**WHAT TO DO**.
Below are the records. Retype exactly the lines between the lines holding "Each instance of the grassy" and "Each instance of the green", inclusive.

(Region pointing data)
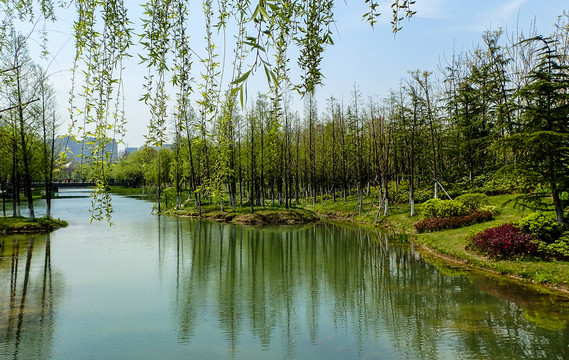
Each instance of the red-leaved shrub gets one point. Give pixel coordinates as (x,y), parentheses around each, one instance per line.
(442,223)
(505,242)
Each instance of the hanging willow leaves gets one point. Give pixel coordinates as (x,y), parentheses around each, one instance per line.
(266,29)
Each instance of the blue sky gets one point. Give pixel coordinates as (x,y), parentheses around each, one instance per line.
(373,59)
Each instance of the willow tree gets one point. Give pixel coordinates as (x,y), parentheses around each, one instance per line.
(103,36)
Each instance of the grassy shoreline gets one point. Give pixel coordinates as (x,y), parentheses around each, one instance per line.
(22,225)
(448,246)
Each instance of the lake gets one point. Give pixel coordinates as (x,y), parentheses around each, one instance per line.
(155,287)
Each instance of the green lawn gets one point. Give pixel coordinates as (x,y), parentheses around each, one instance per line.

* * *

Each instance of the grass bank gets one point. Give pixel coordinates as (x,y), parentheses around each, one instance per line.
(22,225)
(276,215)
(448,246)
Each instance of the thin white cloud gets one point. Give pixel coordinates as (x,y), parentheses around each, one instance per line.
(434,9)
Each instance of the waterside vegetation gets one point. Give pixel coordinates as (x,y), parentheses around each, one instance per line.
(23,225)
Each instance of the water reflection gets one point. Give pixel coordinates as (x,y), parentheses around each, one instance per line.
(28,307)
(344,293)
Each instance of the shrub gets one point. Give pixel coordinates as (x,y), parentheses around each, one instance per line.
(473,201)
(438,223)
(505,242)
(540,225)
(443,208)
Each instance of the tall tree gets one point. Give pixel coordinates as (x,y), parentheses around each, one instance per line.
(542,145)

**RESULT**.
Each instance of the grassy shoreline gets one point. Give pixel coordinates as (x,y), parentheses around each, one instance per line.
(22,225)
(448,246)
Each instance of the lake gets one point. Give pixel coordinates as (x,y), parentheses around each, one instance per line.
(155,287)
Each instance of the green lawn gets one point. Give pixel coordinates as (x,y), parentheses around each, one instance per line.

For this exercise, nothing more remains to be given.